Records of labeled points:
※

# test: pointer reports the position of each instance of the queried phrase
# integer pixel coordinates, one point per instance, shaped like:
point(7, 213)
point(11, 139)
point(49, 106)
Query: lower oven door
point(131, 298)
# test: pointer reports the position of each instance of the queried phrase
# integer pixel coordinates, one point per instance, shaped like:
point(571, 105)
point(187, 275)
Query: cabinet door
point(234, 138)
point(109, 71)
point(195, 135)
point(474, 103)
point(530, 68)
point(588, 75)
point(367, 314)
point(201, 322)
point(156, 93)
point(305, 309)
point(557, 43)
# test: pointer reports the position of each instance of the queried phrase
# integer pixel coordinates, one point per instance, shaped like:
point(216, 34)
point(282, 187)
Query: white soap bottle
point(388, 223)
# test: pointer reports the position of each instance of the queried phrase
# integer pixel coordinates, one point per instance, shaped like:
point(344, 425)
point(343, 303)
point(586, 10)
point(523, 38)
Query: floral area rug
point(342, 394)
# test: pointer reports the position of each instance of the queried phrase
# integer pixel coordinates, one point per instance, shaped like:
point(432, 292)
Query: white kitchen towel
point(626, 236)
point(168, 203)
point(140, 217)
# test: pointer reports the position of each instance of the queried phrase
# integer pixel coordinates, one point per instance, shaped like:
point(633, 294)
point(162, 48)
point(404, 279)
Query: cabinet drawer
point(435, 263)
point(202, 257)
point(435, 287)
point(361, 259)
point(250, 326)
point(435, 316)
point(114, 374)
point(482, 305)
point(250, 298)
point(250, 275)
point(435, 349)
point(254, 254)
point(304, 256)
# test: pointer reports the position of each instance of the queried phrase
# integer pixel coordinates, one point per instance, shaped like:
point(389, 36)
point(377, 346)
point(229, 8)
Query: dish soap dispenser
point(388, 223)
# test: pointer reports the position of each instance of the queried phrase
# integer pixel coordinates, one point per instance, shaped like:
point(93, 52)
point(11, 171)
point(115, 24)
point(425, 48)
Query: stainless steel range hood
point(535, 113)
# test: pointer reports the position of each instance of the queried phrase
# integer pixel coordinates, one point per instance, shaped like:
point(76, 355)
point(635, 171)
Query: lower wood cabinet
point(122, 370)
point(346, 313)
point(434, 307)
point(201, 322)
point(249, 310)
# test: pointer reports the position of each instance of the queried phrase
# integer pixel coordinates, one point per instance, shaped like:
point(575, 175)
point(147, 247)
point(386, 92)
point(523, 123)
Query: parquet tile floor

※

» **PROBLEM TO SOLVE**
Copy out the records word for word, from the very first line through the line holding "point(131, 298)", both included.

» **EXERCISE ANSWER**
# test: pointer reports the position of each instance of the queried phrase
# integer pixel coordinates, one point per instance, shaped like:
point(7, 213)
point(11, 139)
point(49, 106)
Query: lower oven door
point(131, 298)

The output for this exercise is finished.